**BRIEF:**
Please copy the data below word for word, beginning at the line that contains "Trace the outline of every instance of the high-rise" and continuing through the last line of the data. Leave the pictures out of your copy.

**********

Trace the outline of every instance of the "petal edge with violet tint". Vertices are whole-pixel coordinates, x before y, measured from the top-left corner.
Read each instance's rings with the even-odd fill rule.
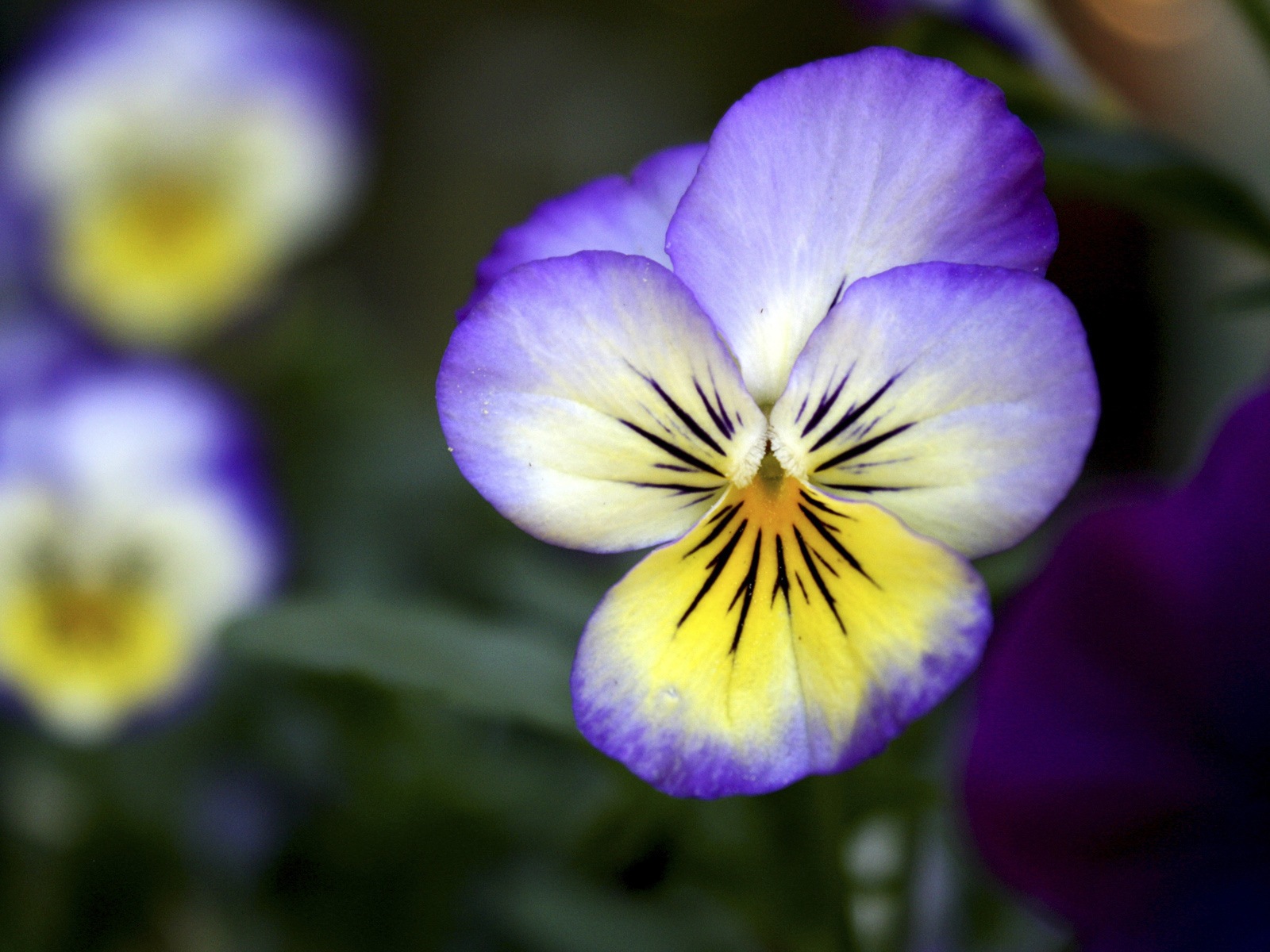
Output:
[[[958,553],[759,476],[605,597],[574,713],[667,793],[762,793],[876,754],[969,673],[991,623]]]
[[[1043,187],[1036,137],[999,89],[865,50],[765,80],[728,110],[667,251],[770,404],[859,278],[919,261],[1043,273],[1058,241]]]
[[[917,264],[852,284],[772,410],[776,453],[977,559],[1080,475],[1097,381],[1071,302],[1008,268]]]
[[[650,155],[630,178],[606,175],[544,202],[508,228],[476,265],[476,288],[458,311],[467,316],[490,286],[512,268],[578,251],[621,251],[671,267],[665,228],[697,174],[705,145],[676,146]]]
[[[507,274],[450,339],[441,425],[467,480],[547,542],[677,538],[758,467],[767,421],[692,294],[612,251]]]

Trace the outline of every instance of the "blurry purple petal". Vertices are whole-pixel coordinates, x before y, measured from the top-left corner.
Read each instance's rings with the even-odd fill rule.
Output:
[[[1091,949],[1270,934],[1267,480],[1262,393],[1184,490],[1078,526],[989,645],[970,824]]]

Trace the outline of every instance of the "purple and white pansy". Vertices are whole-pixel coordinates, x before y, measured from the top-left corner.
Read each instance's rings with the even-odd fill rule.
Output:
[[[1049,514],[1097,420],[1043,184],[999,90],[874,48],[499,242],[437,383],[456,462],[549,542],[659,546],[582,637],[596,746],[669,793],[765,792],[973,669],[969,560]]]
[[[349,56],[248,0],[72,10],[19,74],[0,162],[38,270],[105,336],[196,340],[243,314],[347,208]]]
[[[0,679],[105,739],[185,692],[278,575],[240,411],[187,371],[69,355],[0,414]]]

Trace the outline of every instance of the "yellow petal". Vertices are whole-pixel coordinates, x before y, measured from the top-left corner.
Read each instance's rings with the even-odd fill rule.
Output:
[[[578,724],[669,793],[775,790],[880,750],[974,666],[989,626],[960,555],[871,504],[761,477],[601,603]]]

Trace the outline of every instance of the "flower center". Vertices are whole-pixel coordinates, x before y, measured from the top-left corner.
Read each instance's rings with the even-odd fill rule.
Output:
[[[89,580],[41,553],[0,590],[0,666],[71,731],[161,696],[183,669],[184,638],[149,574],[130,562]]]
[[[263,258],[224,184],[202,174],[127,176],[67,198],[60,221],[66,293],[133,339],[163,343],[235,307]]]

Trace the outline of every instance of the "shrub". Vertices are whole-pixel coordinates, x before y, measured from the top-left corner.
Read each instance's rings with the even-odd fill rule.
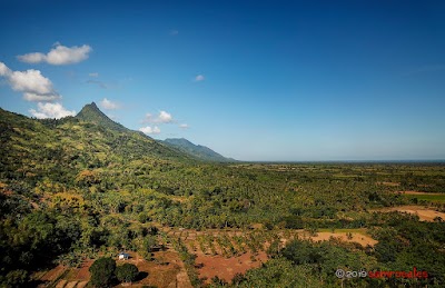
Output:
[[[135,281],[139,275],[138,267],[132,264],[125,264],[116,268],[116,277],[121,282]]]
[[[96,287],[110,286],[115,276],[116,261],[111,258],[99,258],[90,267],[91,284]]]

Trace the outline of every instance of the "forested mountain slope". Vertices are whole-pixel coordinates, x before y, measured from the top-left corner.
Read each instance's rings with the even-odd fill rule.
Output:
[[[182,152],[186,152],[192,157],[205,161],[214,161],[214,162],[233,162],[235,159],[226,158],[208,147],[195,145],[187,139],[184,138],[167,138],[164,140],[168,146],[175,147]]]

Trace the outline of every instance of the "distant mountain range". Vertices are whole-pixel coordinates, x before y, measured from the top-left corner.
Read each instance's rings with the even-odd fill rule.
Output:
[[[205,161],[216,162],[231,162],[236,161],[231,158],[226,158],[206,146],[195,145],[185,138],[167,138],[164,142],[170,147],[177,148],[178,150],[186,152],[195,158]]]
[[[28,160],[39,162],[42,151],[47,155],[50,150],[61,159],[82,159],[82,163],[87,159],[105,163],[115,161],[116,157],[123,162],[142,158],[234,161],[186,139],[161,141],[130,130],[108,118],[95,102],[86,105],[76,117],[58,120],[32,119],[0,108],[0,131],[2,147],[10,147],[3,150],[3,160],[9,159],[10,167],[18,165],[12,155],[20,155],[20,151],[28,151]]]

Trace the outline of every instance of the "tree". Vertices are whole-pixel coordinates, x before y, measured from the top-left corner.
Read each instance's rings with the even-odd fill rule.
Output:
[[[138,267],[132,264],[125,264],[116,268],[116,277],[121,282],[135,281],[139,275]]]
[[[99,258],[90,267],[91,284],[96,287],[108,287],[115,276],[116,261],[111,258]]]

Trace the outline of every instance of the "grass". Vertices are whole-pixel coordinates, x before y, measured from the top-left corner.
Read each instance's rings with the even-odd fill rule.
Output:
[[[403,197],[408,200],[417,198],[418,201],[445,203],[445,193],[403,195]]]
[[[333,229],[332,228],[322,228],[322,229],[318,229],[318,232],[332,232],[333,231]],[[342,228],[342,229],[334,229],[334,232],[335,234],[342,234],[342,232],[344,232],[344,234],[347,234],[347,232],[352,232],[352,234],[360,234],[360,235],[365,235],[365,236],[367,236],[367,234],[366,234],[366,229],[364,229],[364,228],[350,228],[350,229],[348,229],[348,228]]]

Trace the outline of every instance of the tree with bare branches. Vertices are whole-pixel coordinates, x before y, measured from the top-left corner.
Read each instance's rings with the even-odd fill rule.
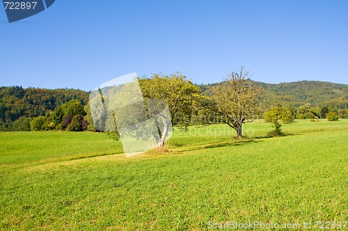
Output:
[[[246,120],[255,114],[262,94],[260,87],[251,80],[250,71],[242,67],[239,72],[233,71],[225,82],[213,87],[212,98],[223,121],[237,131],[242,138],[242,128]]]

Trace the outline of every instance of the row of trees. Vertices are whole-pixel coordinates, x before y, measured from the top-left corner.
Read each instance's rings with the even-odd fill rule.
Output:
[[[226,81],[206,89],[205,94],[180,73],[171,76],[154,74],[139,80],[144,97],[160,99],[168,103],[173,125],[185,129],[192,123],[225,123],[237,131],[237,138],[242,137],[243,123],[255,115],[264,116],[265,121],[274,123],[278,131],[281,126],[280,121],[292,122],[294,119],[325,118],[327,115],[332,117],[333,114],[338,117],[348,115],[347,110],[339,112],[327,107],[313,108],[308,103],[297,108],[278,105],[263,114],[262,88],[251,81],[250,76],[250,73],[244,71],[242,67],[238,72],[232,71]],[[15,90],[15,97],[24,94],[20,89]],[[129,119],[132,116],[129,115]],[[84,107],[81,100],[73,99],[47,110],[45,114],[20,117],[11,126],[6,126],[0,118],[0,130],[96,131],[97,129],[93,126],[89,103]],[[161,132],[160,145],[163,145],[167,132],[166,129]]]

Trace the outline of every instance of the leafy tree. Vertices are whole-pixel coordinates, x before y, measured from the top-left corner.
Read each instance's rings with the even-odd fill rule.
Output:
[[[64,112],[64,116],[74,116],[77,114],[81,114],[81,116],[85,116],[86,112],[84,110],[84,106],[81,104],[81,102],[78,100],[71,100],[68,103],[63,104],[61,109]]]
[[[46,118],[42,116],[35,117],[30,122],[30,128],[31,130],[42,130],[45,122]]]
[[[86,126],[86,124],[87,124],[86,128],[84,130],[86,129],[90,132],[95,132],[96,130],[93,123],[92,114],[90,114],[90,104],[89,102],[84,107],[84,110],[86,112],[86,115],[84,117],[84,119],[86,121],[84,126]]]
[[[266,122],[272,123],[274,124],[274,133],[276,135],[282,135],[281,126],[279,120],[283,122],[292,122],[294,118],[289,108],[282,106],[273,107],[268,111],[264,112],[264,119]]]
[[[329,113],[329,108],[326,106],[322,107],[320,108],[320,114],[322,115],[322,118],[326,118],[326,114]]]
[[[13,131],[30,131],[31,121],[31,118],[26,118],[26,117],[19,117],[19,119],[13,122],[11,130]]]
[[[305,114],[303,114],[303,119],[314,119],[314,118],[315,118],[315,116],[312,112],[306,112]]]
[[[64,117],[63,123],[64,124],[65,128],[68,128],[69,124],[70,124],[71,121],[72,120],[72,118],[74,118],[73,115],[68,115],[68,116]]]
[[[186,76],[180,73],[171,76],[155,74],[150,78],[141,78],[139,83],[144,97],[161,99],[168,103],[171,118],[165,118],[161,114],[156,114],[161,119],[164,126],[162,131],[158,129],[160,133],[159,147],[162,147],[168,132],[168,121],[171,119],[172,124],[182,128],[189,125],[191,115],[198,107],[199,98],[201,96],[200,89],[190,80],[186,80]],[[155,108],[163,107],[162,105],[155,105],[156,102],[160,101],[150,102],[153,103]],[[152,113],[151,112],[155,111],[156,110],[148,110],[147,112]]]
[[[315,117],[320,118],[320,108],[310,108],[310,112],[314,114]],[[313,119],[313,118],[308,118]]]
[[[310,103],[307,103],[297,108],[297,114],[305,114],[306,113],[309,112],[310,110]]]
[[[82,130],[84,122],[84,117],[81,114],[74,116],[71,120],[71,123],[68,126],[68,130],[79,132]]]
[[[337,121],[338,120],[338,114],[335,112],[329,112],[326,114],[326,117],[329,121]]]
[[[223,121],[237,131],[242,138],[242,129],[246,119],[256,112],[262,90],[250,80],[250,72],[244,67],[239,73],[232,71],[226,82],[213,87],[212,99]]]

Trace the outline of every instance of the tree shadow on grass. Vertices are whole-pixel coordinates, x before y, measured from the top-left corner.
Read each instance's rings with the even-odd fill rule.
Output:
[[[247,145],[248,144],[252,143],[259,143],[261,142],[262,140],[255,140],[254,139],[242,139],[242,140],[235,140],[232,142],[219,142],[219,143],[212,143],[203,144],[196,146],[187,147],[184,150],[178,151],[179,153],[192,151],[198,151],[198,150],[204,150],[207,148],[223,148],[223,147],[233,147],[233,146],[241,146]]]

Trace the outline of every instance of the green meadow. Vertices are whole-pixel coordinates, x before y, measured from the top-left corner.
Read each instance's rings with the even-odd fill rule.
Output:
[[[345,230],[348,119],[282,128],[267,138],[271,125],[255,121],[242,140],[224,125],[175,130],[168,152],[129,158],[102,133],[0,132],[0,230]]]

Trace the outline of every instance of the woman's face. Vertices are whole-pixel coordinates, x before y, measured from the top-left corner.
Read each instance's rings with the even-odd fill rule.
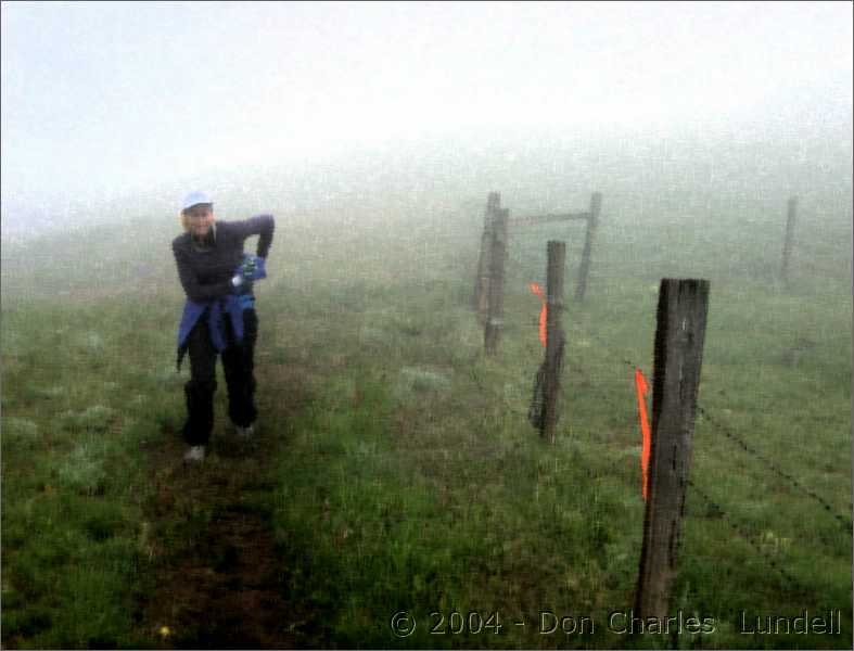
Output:
[[[209,204],[196,204],[187,209],[187,222],[190,233],[196,238],[204,238],[214,224],[214,209]]]

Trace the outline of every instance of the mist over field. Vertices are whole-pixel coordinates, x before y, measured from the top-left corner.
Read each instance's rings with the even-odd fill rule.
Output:
[[[2,648],[851,648],[850,3],[0,7]],[[197,465],[193,190],[276,224]],[[678,627],[628,636],[663,279],[710,283]]]

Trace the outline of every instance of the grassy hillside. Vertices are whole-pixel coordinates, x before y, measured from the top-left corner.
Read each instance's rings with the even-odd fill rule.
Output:
[[[545,281],[546,241],[565,239],[569,294],[578,225],[511,234],[506,328],[486,358],[471,196],[271,205],[258,441],[233,441],[220,378],[213,452],[193,471],[175,219],[4,247],[3,646],[850,648],[850,206],[802,200],[800,224],[821,228],[799,228],[786,290],[786,196],[692,200],[685,215],[676,193],[600,189],[553,447],[526,420],[543,356],[527,283]],[[587,200],[504,193],[511,216]],[[712,283],[672,610],[714,633],[632,638],[609,618],[634,600],[633,366],[651,374],[664,276]],[[805,609],[841,610],[842,635],[741,631],[742,616],[755,628]],[[398,637],[404,611],[417,626]],[[544,611],[591,624],[544,634]]]

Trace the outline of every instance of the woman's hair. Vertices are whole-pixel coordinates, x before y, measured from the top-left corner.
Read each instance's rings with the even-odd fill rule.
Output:
[[[190,232],[190,221],[187,219],[187,210],[181,210],[178,213],[178,219],[181,222],[181,228],[183,228],[183,232]],[[214,219],[216,221],[216,218]]]

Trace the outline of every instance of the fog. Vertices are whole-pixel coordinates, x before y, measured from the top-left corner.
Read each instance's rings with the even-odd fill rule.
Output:
[[[3,3],[2,237],[174,219],[194,188],[850,219],[852,75],[850,3]]]

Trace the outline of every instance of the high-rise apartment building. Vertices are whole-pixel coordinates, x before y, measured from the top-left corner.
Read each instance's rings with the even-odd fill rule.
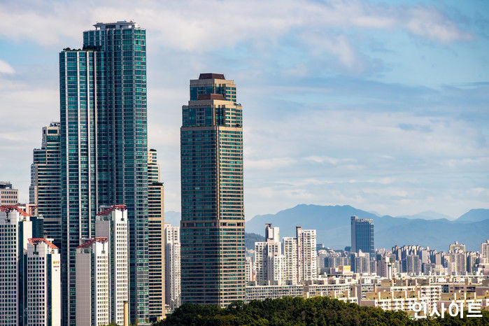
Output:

**********

**SOLUTION FOR THIS EXERCISE:**
Trace the outline of every instance of the high-rise apartment building. Vertices are whole-pixel coordinates, x before y, measured from the top-left corner.
Read each instance's rings with the even-odd fill rule.
Output:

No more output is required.